*** DATASET EXCERPTS

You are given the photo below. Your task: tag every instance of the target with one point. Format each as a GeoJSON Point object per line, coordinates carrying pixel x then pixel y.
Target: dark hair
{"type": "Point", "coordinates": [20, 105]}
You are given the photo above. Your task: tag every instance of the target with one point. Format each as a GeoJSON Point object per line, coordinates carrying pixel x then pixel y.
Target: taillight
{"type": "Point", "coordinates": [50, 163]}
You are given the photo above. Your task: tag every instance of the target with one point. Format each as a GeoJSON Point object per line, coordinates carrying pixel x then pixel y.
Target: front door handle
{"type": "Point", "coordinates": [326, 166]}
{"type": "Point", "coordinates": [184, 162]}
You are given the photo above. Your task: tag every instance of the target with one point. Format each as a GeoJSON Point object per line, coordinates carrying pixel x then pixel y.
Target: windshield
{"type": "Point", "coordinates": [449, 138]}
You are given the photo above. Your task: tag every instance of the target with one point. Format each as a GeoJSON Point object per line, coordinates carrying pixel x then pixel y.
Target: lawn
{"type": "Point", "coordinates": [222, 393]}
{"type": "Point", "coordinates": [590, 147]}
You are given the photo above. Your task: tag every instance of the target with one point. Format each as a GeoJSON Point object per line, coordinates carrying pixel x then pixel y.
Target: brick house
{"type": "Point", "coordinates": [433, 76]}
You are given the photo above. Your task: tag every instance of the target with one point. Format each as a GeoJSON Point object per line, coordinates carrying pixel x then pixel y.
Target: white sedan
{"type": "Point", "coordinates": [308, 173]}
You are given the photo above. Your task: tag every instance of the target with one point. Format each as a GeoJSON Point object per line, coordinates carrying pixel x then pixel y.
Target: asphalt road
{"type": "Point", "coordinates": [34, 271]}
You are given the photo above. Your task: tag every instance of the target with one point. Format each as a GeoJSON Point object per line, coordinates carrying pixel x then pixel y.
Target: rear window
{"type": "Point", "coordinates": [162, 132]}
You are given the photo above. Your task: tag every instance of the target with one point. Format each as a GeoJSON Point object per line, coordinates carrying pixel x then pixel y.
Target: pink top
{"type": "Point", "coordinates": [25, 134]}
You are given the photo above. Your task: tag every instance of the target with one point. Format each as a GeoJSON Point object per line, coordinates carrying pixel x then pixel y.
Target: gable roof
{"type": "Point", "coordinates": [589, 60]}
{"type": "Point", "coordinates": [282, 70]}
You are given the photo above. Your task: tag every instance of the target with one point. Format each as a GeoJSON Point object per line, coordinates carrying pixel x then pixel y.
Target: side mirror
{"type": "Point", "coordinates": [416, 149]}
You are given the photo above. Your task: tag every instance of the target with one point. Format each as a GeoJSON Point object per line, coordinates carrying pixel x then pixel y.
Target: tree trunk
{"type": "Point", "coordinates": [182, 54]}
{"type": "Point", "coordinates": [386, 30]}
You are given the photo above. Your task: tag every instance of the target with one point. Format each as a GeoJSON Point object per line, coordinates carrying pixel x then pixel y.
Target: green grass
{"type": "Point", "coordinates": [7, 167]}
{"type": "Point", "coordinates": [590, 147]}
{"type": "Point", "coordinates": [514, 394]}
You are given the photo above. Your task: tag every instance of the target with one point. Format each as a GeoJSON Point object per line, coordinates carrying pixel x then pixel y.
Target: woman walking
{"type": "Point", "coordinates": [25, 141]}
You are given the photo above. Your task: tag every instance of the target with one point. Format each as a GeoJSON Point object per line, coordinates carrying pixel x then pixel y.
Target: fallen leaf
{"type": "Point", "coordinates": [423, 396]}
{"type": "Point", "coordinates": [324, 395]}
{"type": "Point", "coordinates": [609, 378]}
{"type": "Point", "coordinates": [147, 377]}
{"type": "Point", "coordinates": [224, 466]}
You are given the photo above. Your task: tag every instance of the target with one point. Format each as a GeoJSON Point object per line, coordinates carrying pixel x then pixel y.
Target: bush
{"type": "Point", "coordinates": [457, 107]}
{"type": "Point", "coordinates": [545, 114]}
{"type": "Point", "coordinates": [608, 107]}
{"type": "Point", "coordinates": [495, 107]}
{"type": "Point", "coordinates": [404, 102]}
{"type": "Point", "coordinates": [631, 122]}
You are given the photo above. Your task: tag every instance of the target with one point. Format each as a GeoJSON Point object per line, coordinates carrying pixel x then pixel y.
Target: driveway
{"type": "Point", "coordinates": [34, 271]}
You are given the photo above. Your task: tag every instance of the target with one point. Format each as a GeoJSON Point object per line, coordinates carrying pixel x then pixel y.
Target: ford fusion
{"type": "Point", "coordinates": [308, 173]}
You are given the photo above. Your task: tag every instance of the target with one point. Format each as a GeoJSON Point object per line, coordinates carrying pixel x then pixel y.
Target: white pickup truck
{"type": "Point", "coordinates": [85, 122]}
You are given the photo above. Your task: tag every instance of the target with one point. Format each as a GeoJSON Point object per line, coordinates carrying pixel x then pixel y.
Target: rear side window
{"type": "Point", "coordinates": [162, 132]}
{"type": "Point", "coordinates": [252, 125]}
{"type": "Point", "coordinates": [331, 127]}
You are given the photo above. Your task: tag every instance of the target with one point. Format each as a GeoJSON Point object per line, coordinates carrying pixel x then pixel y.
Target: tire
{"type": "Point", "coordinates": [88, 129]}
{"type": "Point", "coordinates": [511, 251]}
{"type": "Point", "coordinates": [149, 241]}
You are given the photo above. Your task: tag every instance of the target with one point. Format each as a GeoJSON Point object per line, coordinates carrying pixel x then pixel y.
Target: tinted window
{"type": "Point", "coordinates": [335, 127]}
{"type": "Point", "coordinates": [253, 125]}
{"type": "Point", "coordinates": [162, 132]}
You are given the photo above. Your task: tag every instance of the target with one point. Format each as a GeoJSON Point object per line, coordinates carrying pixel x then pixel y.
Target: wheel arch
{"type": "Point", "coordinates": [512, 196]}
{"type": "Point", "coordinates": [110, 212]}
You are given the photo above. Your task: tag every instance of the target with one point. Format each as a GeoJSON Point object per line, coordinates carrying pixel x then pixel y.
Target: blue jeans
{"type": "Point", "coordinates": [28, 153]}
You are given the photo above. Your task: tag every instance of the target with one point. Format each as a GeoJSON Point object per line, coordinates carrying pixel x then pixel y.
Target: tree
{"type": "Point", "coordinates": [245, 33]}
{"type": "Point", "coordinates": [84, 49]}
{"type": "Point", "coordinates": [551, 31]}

******

Please repeat the material exactly as it appears above.

* FINISHED EXERCISE *
You are given the photo below. Your task: tag every instance of the target with one point. Format each as a GeoJSON Point object per line, coordinates carrying pixel x then pixel y.
Target: dark hair
{"type": "Point", "coordinates": [20, 105]}
You are given the photo above. Your task: tag every instance of the target with one point. Format each as a GeoJSON Point object per line, coordinates carrying pixel x then pixel y.
Target: taillight
{"type": "Point", "coordinates": [50, 163]}
You are given the photo above. Your task: tag every instance of the target with one point. Format each as a GeoJSON Point object per line, coordinates carrying pixel x then pixel y.
Target: front door handle
{"type": "Point", "coordinates": [326, 166]}
{"type": "Point", "coordinates": [184, 162]}
You are given the photo above. Your task: tag every instance of the target with one point. Format each as a GeoJSON Point object per line, coordinates carrying pixel x then pixel y.
Target: windshield
{"type": "Point", "coordinates": [449, 138]}
You are given the photo above. Your task: tag every instance of the target with one point. Format each as a GeoJSON Point object per line, coordinates carrying pixel x then pixel y.
Target: lawn
{"type": "Point", "coordinates": [222, 393]}
{"type": "Point", "coordinates": [590, 147]}
You are given the photo above. Your task: tag every instance of the target with one point. Format each as a GeoJSON Point object per line, coordinates carrying pixel x then pixel y.
Target: brick house
{"type": "Point", "coordinates": [433, 76]}
You are given the photo above. Your task: tag every instance of the target with one point. Format each as a GeoJSON Point object per line, coordinates carrying pixel x then pixel y.
Target: white sedan
{"type": "Point", "coordinates": [308, 173]}
You are given the photo above. Your task: tag every instance of the target with one point. Format each as a GeoJSON Point object per line, coordinates carrying pixel x then pixel y.
Target: asphalt road
{"type": "Point", "coordinates": [34, 271]}
You are given the photo above. Your task: tag every instance of the target with one point. Format each as a GeoJSON Point object per line, coordinates carrying pixel x then pixel y.
Target: rear window
{"type": "Point", "coordinates": [162, 132]}
You are given the photo above. Your task: tag every instance of the target with one point. Format each as a GeoJSON Point object per line, coordinates carrying pixel x then pixel y.
Target: pink top
{"type": "Point", "coordinates": [25, 134]}
You are given the photo above. Your task: tag every instance of the target with one point. Format each as a GeoJSON Point object per line, coordinates carrying pixel x then pixel y.
Target: gable roof
{"type": "Point", "coordinates": [589, 60]}
{"type": "Point", "coordinates": [282, 70]}
You are given the photo above. Your task: tag every instance of the target with one point. Format each as a GeoJSON Point object per line, coordinates carrying pixel x then pixel y.
Target: side mirror
{"type": "Point", "coordinates": [416, 149]}
You are given the photo above. Your task: tag every instance of the target with one point. Format each as a GeoJSON Point object per line, coordinates carrying pixel x then pixel y.
Target: tree trunk
{"type": "Point", "coordinates": [182, 54]}
{"type": "Point", "coordinates": [386, 30]}
You are given the photo above. Your task: tag every instance of the target with one point. Format each as a GeoJSON Point object per line, coordinates carrying pixel x then pixel y.
Target: green grass
{"type": "Point", "coordinates": [7, 167]}
{"type": "Point", "coordinates": [590, 147]}
{"type": "Point", "coordinates": [514, 394]}
You are given the photo above. Your task: tag every instance of the target with one point. Format each as a GeoJSON Point object per line, coordinates carrying pixel x then pixel y.
Target: woman walking
{"type": "Point", "coordinates": [25, 141]}
You are given the photo above. Your task: tag every instance of the target with one point. Format each as a GeoJSON Point object per line, coordinates carrying pixel x then pixel y.
Target: fallen leaf
{"type": "Point", "coordinates": [423, 396]}
{"type": "Point", "coordinates": [324, 395]}
{"type": "Point", "coordinates": [609, 378]}
{"type": "Point", "coordinates": [147, 377]}
{"type": "Point", "coordinates": [224, 466]}
You are given the photo above. Your task: tag every instance of the target with one point. Format each as a GeoJSON Point object per line, coordinates carrying pixel x then pixel y.
Target: bush
{"type": "Point", "coordinates": [457, 107]}
{"type": "Point", "coordinates": [545, 114]}
{"type": "Point", "coordinates": [608, 107]}
{"type": "Point", "coordinates": [495, 107]}
{"type": "Point", "coordinates": [404, 102]}
{"type": "Point", "coordinates": [631, 122]}
You are given the photo above. Your task: tag every instance of the target with one point. Format each as a GeoJSON Point object per line, coordinates carrying pixel x then pixel y.
Target: driveway
{"type": "Point", "coordinates": [34, 271]}
You are given the photo above. Your task: tag every instance of the target with one point. Format each as a GeoJSON Point object per line, coordinates carrying pixel x then pixel y.
Target: ford fusion
{"type": "Point", "coordinates": [308, 173]}
You are given the photo above. Your task: tag every instance of the target with one point. Format each as a GeoJSON Point object per line, coordinates carrying pixel x then pixel y.
Target: white pickup truck
{"type": "Point", "coordinates": [85, 122]}
You are given the photo above. Your task: tag every instance of the target with one point. Format each as a GeoJSON Point object per line, coordinates carrying pixel x then pixel y.
Target: rear side window
{"type": "Point", "coordinates": [162, 132]}
{"type": "Point", "coordinates": [252, 125]}
{"type": "Point", "coordinates": [331, 127]}
You are given the photo above. Your task: tag every instance of the target with one point. Format each as a GeoJSON Point object per line, coordinates carrying pixel x then pixel y.
Target: tire
{"type": "Point", "coordinates": [88, 129]}
{"type": "Point", "coordinates": [511, 251]}
{"type": "Point", "coordinates": [149, 241]}
You are given the photo above. Your task: tag every instance of the target with one point. Format each as a GeoJSON Point object per line, coordinates carrying pixel x then pixel y.
Target: tinted window
{"type": "Point", "coordinates": [335, 127]}
{"type": "Point", "coordinates": [253, 125]}
{"type": "Point", "coordinates": [162, 132]}
You are given the photo above. Your task: tag every instance of the target with one point. Format each as a GeoJSON Point object per line, coordinates carrying pixel x then pixel y.
Target: wheel arch
{"type": "Point", "coordinates": [512, 196]}
{"type": "Point", "coordinates": [110, 212]}
You are given the photo above. Your task: tag every instance of the target with one point. Format each as a GeoJSON Point object per line, coordinates carrying pixel x then pixel y.
Target: blue jeans
{"type": "Point", "coordinates": [28, 153]}
You are given the photo above. Your task: tag every instance of the target with one point. Format each as a GeoJSON Point object per line, coordinates carrying pixel x then pixel y.
Target: tree
{"type": "Point", "coordinates": [245, 33]}
{"type": "Point", "coordinates": [84, 49]}
{"type": "Point", "coordinates": [551, 31]}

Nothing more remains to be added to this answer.